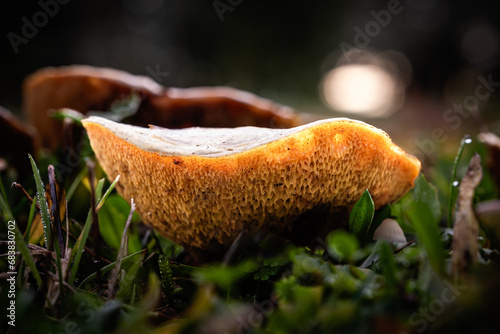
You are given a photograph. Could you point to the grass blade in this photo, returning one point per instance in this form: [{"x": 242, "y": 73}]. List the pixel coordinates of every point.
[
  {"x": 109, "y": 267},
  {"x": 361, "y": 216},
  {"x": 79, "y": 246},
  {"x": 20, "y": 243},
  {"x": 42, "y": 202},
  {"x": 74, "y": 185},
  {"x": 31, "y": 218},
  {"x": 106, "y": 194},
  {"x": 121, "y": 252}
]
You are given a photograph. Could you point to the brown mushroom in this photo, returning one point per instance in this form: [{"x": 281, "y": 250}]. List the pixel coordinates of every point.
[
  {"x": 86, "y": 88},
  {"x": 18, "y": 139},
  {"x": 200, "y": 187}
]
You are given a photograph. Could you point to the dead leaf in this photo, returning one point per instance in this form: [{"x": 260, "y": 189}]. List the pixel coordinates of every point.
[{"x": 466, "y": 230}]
...
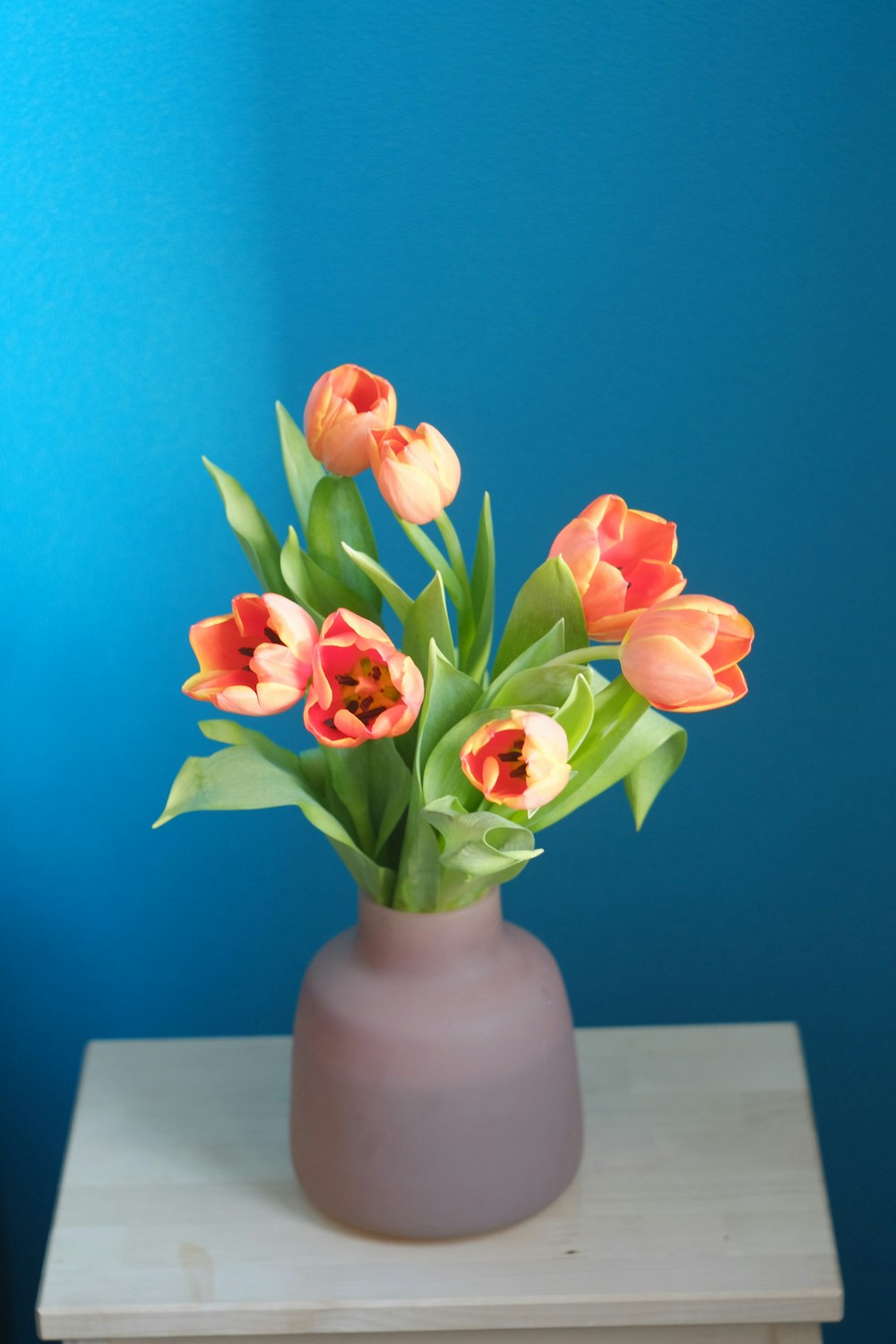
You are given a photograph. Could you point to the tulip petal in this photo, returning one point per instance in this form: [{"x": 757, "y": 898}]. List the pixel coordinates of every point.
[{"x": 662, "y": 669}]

_Task instructions_
From the listing above, pull out each line containing the word "blade", matching case exactly.

_Correct result_
You are given a photograph. Could you point to the grass blade in this photo, returning one point per instance in this form: [{"x": 242, "y": 73}]. List the pixel coordinates of every point.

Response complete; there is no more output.